Exercise prompt:
Reproduce every one of the entries below word for word, without changing anything.

┌──

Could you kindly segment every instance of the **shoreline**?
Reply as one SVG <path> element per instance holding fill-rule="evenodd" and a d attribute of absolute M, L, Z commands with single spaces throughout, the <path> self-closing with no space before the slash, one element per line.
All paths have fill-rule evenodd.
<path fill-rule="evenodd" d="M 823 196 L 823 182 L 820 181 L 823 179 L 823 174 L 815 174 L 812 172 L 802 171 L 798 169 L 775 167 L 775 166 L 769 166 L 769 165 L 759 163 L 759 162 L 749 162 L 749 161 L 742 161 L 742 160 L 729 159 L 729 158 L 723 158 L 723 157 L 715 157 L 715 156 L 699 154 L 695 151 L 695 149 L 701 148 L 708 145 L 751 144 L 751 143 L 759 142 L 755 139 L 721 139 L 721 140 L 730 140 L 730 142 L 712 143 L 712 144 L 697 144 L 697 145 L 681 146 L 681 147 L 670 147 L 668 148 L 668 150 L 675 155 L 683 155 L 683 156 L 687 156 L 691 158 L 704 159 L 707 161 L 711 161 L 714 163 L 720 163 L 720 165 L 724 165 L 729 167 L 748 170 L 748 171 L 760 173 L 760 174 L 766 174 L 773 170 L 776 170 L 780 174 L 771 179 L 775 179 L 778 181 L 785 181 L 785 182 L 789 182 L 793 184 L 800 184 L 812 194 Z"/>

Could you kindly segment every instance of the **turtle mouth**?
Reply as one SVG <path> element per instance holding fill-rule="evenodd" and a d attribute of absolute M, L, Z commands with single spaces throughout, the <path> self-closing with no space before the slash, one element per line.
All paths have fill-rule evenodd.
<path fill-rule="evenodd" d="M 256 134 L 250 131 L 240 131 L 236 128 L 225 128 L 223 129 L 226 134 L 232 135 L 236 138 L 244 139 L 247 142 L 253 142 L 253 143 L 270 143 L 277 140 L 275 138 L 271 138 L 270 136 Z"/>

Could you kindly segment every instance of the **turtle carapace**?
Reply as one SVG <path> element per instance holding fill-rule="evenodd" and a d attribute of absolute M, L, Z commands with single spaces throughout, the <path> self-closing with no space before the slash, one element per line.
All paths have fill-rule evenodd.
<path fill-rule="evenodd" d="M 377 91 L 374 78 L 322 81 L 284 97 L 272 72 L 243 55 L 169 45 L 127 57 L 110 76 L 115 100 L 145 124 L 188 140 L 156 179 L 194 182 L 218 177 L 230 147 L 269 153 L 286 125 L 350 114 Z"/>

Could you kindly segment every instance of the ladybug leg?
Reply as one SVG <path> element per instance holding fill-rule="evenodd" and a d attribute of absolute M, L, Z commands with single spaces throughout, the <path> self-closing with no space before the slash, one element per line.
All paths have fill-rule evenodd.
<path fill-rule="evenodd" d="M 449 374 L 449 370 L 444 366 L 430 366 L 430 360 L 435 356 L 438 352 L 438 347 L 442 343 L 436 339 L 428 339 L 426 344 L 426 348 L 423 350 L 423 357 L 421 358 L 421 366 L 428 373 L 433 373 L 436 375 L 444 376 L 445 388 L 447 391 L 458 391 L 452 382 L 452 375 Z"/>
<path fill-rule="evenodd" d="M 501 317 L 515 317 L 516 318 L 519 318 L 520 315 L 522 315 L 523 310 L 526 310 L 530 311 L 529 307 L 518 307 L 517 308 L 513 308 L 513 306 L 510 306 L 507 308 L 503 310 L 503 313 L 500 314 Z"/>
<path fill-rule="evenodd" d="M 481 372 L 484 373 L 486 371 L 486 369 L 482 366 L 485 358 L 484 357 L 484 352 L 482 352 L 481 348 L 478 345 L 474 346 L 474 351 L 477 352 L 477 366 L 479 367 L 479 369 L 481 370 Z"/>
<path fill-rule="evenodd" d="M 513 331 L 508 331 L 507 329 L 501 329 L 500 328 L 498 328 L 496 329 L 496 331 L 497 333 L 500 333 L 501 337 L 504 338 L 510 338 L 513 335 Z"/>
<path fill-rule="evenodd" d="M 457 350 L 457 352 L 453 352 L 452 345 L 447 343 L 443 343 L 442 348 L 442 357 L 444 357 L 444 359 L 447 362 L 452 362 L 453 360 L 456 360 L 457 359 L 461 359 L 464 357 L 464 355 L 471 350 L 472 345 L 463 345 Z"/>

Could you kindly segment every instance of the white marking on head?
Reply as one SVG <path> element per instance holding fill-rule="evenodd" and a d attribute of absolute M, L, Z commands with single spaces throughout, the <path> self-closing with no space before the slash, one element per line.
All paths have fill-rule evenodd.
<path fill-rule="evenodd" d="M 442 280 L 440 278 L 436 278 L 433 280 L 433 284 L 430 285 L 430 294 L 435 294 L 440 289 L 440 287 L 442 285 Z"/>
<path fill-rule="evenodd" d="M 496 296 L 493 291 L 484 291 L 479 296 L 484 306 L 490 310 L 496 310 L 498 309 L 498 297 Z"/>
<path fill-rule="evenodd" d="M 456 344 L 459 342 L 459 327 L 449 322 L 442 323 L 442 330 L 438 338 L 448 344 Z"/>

└──

Solution for this task:
Could you kindly segment every instance of the **shoreline**?
Reply as one SVG <path> element per instance holding fill-rule="evenodd" and a d attribute of absolute M, L, Z commands with single spaces throughout, the <path> self-closing with no space before the slash, one element per line.
All paths have fill-rule evenodd.
<path fill-rule="evenodd" d="M 823 196 L 823 182 L 820 181 L 823 179 L 823 174 L 815 174 L 812 172 L 802 171 L 798 169 L 775 167 L 775 166 L 769 166 L 769 165 L 759 163 L 759 162 L 749 162 L 749 161 L 742 161 L 742 160 L 729 159 L 729 158 L 723 158 L 723 157 L 715 157 L 715 156 L 699 154 L 695 151 L 695 149 L 701 148 L 708 145 L 751 144 L 751 143 L 759 142 L 755 139 L 721 139 L 721 140 L 730 140 L 730 142 L 712 143 L 712 144 L 697 144 L 697 145 L 681 146 L 681 147 L 670 147 L 668 148 L 668 150 L 675 155 L 683 155 L 683 156 L 687 156 L 691 158 L 704 159 L 707 161 L 711 161 L 714 163 L 720 163 L 720 165 L 724 165 L 729 167 L 748 170 L 748 171 L 760 173 L 760 174 L 766 174 L 773 170 L 776 170 L 780 174 L 771 179 L 775 179 L 778 181 L 785 181 L 785 182 L 789 182 L 793 184 L 800 184 L 812 194 Z"/>

Could you kindly segment every instance of the **turtle mouth**?
Reply as one SVG <path> element per instance holding fill-rule="evenodd" and a d attribute of absolute M, L, Z commands with single spaces throughout, the <path> self-closing with no space before the slash, one element per line.
All paths have fill-rule evenodd.
<path fill-rule="evenodd" d="M 256 134 L 250 131 L 240 131 L 236 128 L 225 128 L 223 129 L 226 134 L 232 135 L 236 138 L 244 139 L 247 142 L 253 142 L 253 143 L 270 143 L 277 140 L 275 138 L 271 138 L 270 136 Z"/>

Could you kindly segment every instance of the **turtle carapace**?
Reply as one SVG <path> element per instance holding fill-rule="evenodd" and a d attribute of absolute M, L, Z commands with single spaces throughout, the <path> self-closing with no space before the slash, one element per line.
All paths have fill-rule evenodd.
<path fill-rule="evenodd" d="M 377 91 L 374 78 L 322 81 L 284 97 L 272 72 L 243 55 L 169 45 L 127 57 L 110 76 L 115 100 L 145 124 L 188 140 L 156 179 L 194 182 L 218 177 L 230 147 L 269 153 L 286 125 L 350 114 Z"/>

Could you kindly segment every instance of the ladybug leg?
Reply as one SVG <path> element per instance holding fill-rule="evenodd" and a d attribute of absolute M, L, Z commands with single spaces throughout, the <path> self-closing with no space before the slash, one element per line.
All paths have fill-rule evenodd.
<path fill-rule="evenodd" d="M 449 374 L 449 370 L 444 366 L 430 366 L 430 360 L 435 356 L 438 352 L 438 347 L 442 343 L 436 339 L 428 339 L 426 344 L 426 348 L 423 350 L 423 357 L 421 358 L 421 366 L 428 373 L 433 373 L 436 375 L 444 376 L 445 388 L 447 391 L 458 391 L 452 382 L 452 375 Z"/>
<path fill-rule="evenodd" d="M 501 317 L 515 317 L 516 318 L 519 318 L 520 315 L 522 315 L 523 310 L 526 310 L 530 311 L 529 307 L 518 307 L 517 308 L 513 308 L 513 306 L 510 306 L 507 308 L 503 310 L 503 313 L 500 314 Z"/>
<path fill-rule="evenodd" d="M 481 372 L 484 373 L 486 371 L 486 369 L 482 366 L 485 358 L 484 357 L 484 352 L 482 352 L 481 348 L 478 345 L 474 346 L 474 351 L 477 352 L 477 366 L 479 367 L 479 369 L 481 370 Z"/>
<path fill-rule="evenodd" d="M 513 331 L 508 331 L 507 329 L 501 329 L 500 328 L 498 328 L 496 329 L 496 331 L 497 333 L 500 333 L 501 337 L 504 338 L 510 338 L 513 335 Z"/>
<path fill-rule="evenodd" d="M 457 350 L 457 352 L 453 352 L 452 345 L 447 343 L 443 343 L 442 348 L 442 357 L 444 357 L 444 359 L 447 362 L 452 362 L 453 360 L 456 360 L 457 359 L 461 359 L 464 357 L 464 355 L 471 350 L 472 345 L 463 345 Z"/>

Could you kindly segment every instance of the white marking on head?
Reply as one SVG <path> element per instance holding fill-rule="evenodd" and a d attribute of absolute M, L, Z commands with single spaces throughout, the <path> self-closing with no space before the slash, one element per line.
All paths have fill-rule evenodd.
<path fill-rule="evenodd" d="M 442 280 L 440 278 L 436 278 L 433 280 L 433 284 L 430 285 L 430 294 L 435 294 L 440 289 L 440 287 L 442 285 Z"/>
<path fill-rule="evenodd" d="M 496 296 L 493 291 L 484 291 L 479 296 L 484 306 L 490 310 L 496 310 L 498 309 L 498 297 Z"/>
<path fill-rule="evenodd" d="M 456 344 L 459 342 L 459 327 L 449 322 L 442 323 L 442 330 L 438 338 L 448 344 Z"/>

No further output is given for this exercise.